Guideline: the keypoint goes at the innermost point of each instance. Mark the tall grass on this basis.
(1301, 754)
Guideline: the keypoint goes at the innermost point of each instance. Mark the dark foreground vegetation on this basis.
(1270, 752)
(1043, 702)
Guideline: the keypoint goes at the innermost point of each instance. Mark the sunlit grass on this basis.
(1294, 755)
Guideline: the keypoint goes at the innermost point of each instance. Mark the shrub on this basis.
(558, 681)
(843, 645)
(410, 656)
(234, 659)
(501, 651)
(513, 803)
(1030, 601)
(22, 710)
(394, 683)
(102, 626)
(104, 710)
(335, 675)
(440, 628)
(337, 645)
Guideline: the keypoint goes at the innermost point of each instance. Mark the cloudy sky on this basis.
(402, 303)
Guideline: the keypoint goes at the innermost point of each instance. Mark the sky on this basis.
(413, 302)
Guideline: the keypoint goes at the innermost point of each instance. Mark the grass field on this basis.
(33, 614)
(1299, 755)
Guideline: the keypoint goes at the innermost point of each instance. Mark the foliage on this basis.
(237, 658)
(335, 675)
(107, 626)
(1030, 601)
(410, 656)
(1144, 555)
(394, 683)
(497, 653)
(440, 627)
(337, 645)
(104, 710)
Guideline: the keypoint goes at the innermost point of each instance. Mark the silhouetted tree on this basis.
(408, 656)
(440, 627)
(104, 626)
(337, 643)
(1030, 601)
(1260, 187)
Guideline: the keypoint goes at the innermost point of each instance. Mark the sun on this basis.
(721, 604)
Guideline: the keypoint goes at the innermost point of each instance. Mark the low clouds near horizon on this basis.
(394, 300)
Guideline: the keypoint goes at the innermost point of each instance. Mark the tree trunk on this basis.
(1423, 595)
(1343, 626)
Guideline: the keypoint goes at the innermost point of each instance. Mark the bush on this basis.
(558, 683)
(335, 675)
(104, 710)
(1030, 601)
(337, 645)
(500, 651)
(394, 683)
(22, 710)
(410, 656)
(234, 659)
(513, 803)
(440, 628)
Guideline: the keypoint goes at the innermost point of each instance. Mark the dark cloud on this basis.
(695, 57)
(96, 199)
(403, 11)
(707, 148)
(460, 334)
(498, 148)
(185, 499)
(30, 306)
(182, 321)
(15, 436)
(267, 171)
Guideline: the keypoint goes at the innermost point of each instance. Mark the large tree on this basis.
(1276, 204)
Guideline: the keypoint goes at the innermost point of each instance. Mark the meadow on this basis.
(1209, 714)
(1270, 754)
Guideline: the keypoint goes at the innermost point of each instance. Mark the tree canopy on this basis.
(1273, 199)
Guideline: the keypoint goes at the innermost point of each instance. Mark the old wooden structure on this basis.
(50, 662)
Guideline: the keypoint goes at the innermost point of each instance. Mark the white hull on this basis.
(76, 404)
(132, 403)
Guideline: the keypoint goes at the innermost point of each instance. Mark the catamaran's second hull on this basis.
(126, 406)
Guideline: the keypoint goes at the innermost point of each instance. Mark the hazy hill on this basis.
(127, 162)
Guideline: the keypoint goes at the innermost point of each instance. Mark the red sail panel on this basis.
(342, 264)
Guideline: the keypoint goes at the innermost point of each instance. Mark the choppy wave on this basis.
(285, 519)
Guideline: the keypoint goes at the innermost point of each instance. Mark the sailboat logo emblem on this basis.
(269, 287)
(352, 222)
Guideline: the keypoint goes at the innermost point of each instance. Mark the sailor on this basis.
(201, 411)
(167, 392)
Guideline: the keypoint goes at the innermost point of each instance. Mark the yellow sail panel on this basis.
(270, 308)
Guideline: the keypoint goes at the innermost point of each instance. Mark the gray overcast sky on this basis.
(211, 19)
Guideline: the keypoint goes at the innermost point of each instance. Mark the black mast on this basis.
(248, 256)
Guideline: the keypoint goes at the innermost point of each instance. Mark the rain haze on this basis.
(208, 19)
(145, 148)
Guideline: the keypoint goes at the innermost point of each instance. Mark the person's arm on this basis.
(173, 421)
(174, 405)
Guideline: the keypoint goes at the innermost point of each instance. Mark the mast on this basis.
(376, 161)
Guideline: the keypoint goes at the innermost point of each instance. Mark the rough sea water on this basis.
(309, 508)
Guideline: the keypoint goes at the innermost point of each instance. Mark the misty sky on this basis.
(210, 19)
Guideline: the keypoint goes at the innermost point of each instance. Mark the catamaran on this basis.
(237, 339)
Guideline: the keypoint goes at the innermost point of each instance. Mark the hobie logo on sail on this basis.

▬▬▬▬▬▬

• _DIRECTIVE_: Reproduce every entry above verbatim, line for line, without changing any wording or punctuation.

• _TASK SOLUTION_:
Guideline: the keypoint goes at the innermost point of each instance. Mark the tall grass on this basis.
(1301, 754)
Guideline: the keypoint goes at the innermost point of each instance. Mark the dark foreground vegetation on this basis.
(1270, 752)
(1043, 702)
Guideline: the keypoint goes at the innermost point of each instance. Mark the sunlit grass on this basis.
(1294, 755)
Guideline: the keypoint goes at the innermost point of each instance. Mark the shrub on this basis.
(558, 681)
(843, 645)
(410, 656)
(234, 659)
(501, 651)
(513, 803)
(1030, 601)
(22, 710)
(394, 683)
(102, 626)
(104, 710)
(335, 675)
(440, 628)
(337, 645)
Guideline: the keypoint goes at the innermost point of each instance. Mark the cloudy sky on this basis.
(402, 303)
Guideline: the keypoint goes at the innermost point of each instance. Mark the sky on this basis.
(413, 302)
Guideline: the keypoint goes at the innermost point of each instance. Mark the grass field on this basis.
(33, 614)
(1299, 755)
Guideline: the keypoint goes at the innermost point of each instance. Mark the foliage on this basis.
(237, 658)
(335, 675)
(107, 626)
(1030, 601)
(410, 656)
(1144, 555)
(394, 683)
(497, 653)
(440, 627)
(337, 645)
(104, 710)
Guideline: the keypoint goes at the innermost point of each instance. Mark the silhouetted tree on this basis.
(408, 656)
(440, 627)
(104, 626)
(337, 643)
(1030, 601)
(1260, 187)
Guideline: the keypoint goes at the innermost point of each instance. Mark the sun on this basis.
(721, 604)
Guideline: the keypoint goes at the innermost point of each instance. Mark the low clouds near horizon on this basis.
(394, 300)
Guideline: the keypoint goes at the innermost point of each instance. Mark the tree trunk on this basis.
(1423, 595)
(1343, 626)
Guideline: the keypoint goes at the innermost point of each instance. Mark the bush on this basis.
(558, 683)
(335, 675)
(104, 710)
(1030, 601)
(337, 645)
(500, 651)
(394, 683)
(22, 710)
(410, 656)
(234, 659)
(513, 803)
(440, 628)
Guideline: the keypoint goes at the innermost point of each instance. Mark the dark cloud on this basis.
(695, 57)
(96, 199)
(403, 11)
(707, 148)
(460, 334)
(498, 148)
(185, 499)
(30, 306)
(182, 321)
(15, 436)
(267, 171)
Guideline: the keypoint goes at the innermost point of each instance. Mark the large tree on this basis.
(1276, 204)
Guideline: the keypoint goes at the innermost point of each instance. Mark the meadow on this basis.
(1209, 714)
(1270, 754)
Guideline: the keypoint goes at the innermost point of each instance. Mark the tree canopy on this basis.
(1273, 199)
Guideline: the keypoint goes at the innermost point of each instance. Mark the old wooden structure on this basis.
(50, 662)
Guideline: the keypoint goes at the innermost point of each instance. Mark the white hull on this basis.
(76, 404)
(132, 403)
Guideline: the keypoint goes at the innermost point of each instance. Mark the catamaran's second hull on this basis.
(126, 406)
Guideline: the keypoint goes at the innermost point of each instance. Mark the hazy hill on this basis.
(127, 162)
Guideline: the keypoint goes at the innermost point of each instance. Mark the red sail panel on this basis.
(342, 264)
Guideline: the keypoint goes at the innermost point of each instance. Mark the choppy wave on this basis.
(285, 519)
Guideline: the keypoint goes at the innermost point of each instance. Mark the sailboat logo emblem on this basis.
(269, 287)
(352, 222)
Guideline: the keypoint goes at the innermost point of each instance. Mark the sailor on this basis.
(201, 411)
(167, 392)
Guideline: the keypoint goes at the innermost point of each instance. Mark the yellow sail panel on this basis.
(270, 308)
Guideline: the keypoint goes at the innermost point of each instance. Mark the gray overcast sky on this basis.
(211, 19)
Guideline: the keypoint goes at the innermost point of each instance. Mark the black mast on this basis.
(248, 256)
Guideline: the keypoint goes at the innermost point of each instance. Mark the rain haze on this basis.
(208, 19)
(145, 148)
Guideline: the keypoint goes at the innermost point of each instance. Mark the person's arm on this basis.
(173, 421)
(174, 405)
Guideline: the keypoint goes at the innermost point of each instance. Mark the mast on this basis.
(376, 161)
Guideline: the keypoint goes at the innermost point of each instance. Mark the rough sea water on this basis.
(309, 508)
Guideline: the keypoint goes at the innermost point of each instance. Mark the misty sky on this basis.
(210, 19)
Guideline: the keypoint goes at the innermost point of each instance. Mark the catamaran on this basis.
(237, 339)
Guideline: the keypoint goes at the innermost point of each instance. Mark the hobie logo on sail on this basis.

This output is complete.